**SUPPLIED TEXT:**
The trial goes on, and it affects the Sungs, particularly the matriarch, Hwei Lin, who is displeased on how this affects her almost 80-year-old husband.  At the end of the trial, the jurors appear deadlocked, with the majority voting not guilty.  Finally, the jurors did come to a decision: not guilty on all charges. Thomas Sung celebrates, and a little spark of political activism among the Chinese-American community is lit, with many believing that Vance went after Abacus not just due to their relatively small status, but because few would care or mount much protest over the defendants being Asian.

At times, you would not be faulted for thinking director Steve James went overboard in portraying the Sungs as being almost saint-like. We start the film with scenes from It's A Wonderful Life, and more than once is it either suggested or flat-out stated, mostly by Mr. Sung, that he is like George Bailey.  That's all well-and-good that Mr. Sung sees himself as a George Bailey, or that James sees him likewise.  It, however, does make one wonder if perhaps it is a bit over-the-top to have the family, with their loving but on occasion bickering and snappish temperaments, made out to be as endearing as the Baileys.



At one point, the story of the 2003 run on Abacus is countered with a similar scene from It's A Wonderful Life and one thinks, 'you're going a bit too far here'.

There were other elements that Abacus could have done better.  A major question was on whether Jill Sung was going to testify at the trial.  While we were in on the conference call, I don't remember we actually heard from Jill over her decision.  That decision to not testify too had to be learned from inference more than from the actual film itself.

**DATA:**
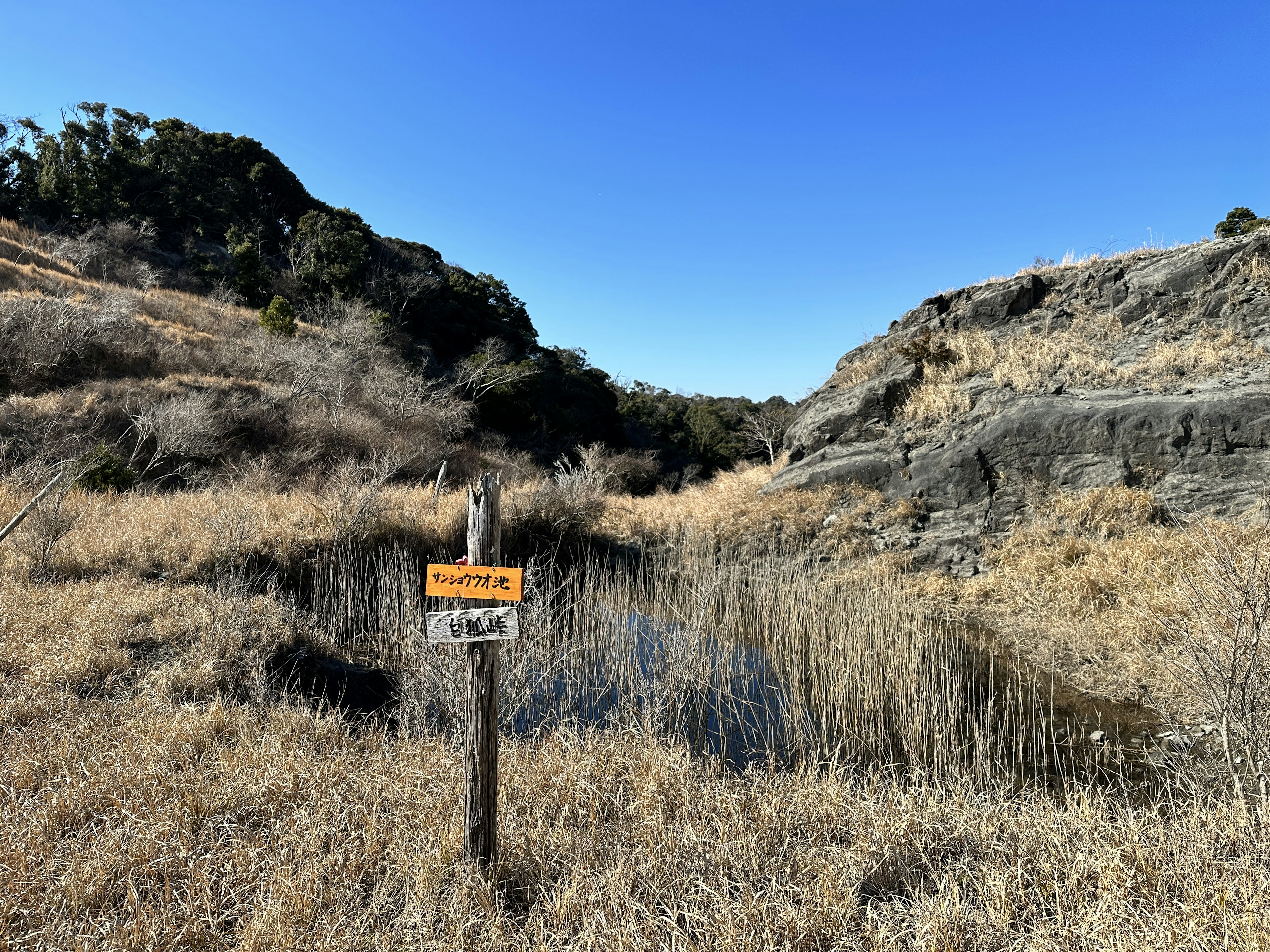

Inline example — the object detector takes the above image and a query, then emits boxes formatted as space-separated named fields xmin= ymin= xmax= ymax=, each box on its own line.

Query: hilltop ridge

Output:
xmin=765 ymin=230 xmax=1270 ymax=576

**TASK STATEMENT:**
Answer from the Abacus film review:
(a) What verdict did the jurors finally reach?
(b) Scenes from which film open the documentary?
(c) Which member of the Sung family was the subject of the question over whether they would testify at the trial?

**THE SOLUTION:**
(a) Not guilty on all charges.
(b) It's A Wonderful Life.
(c) Jill Sung.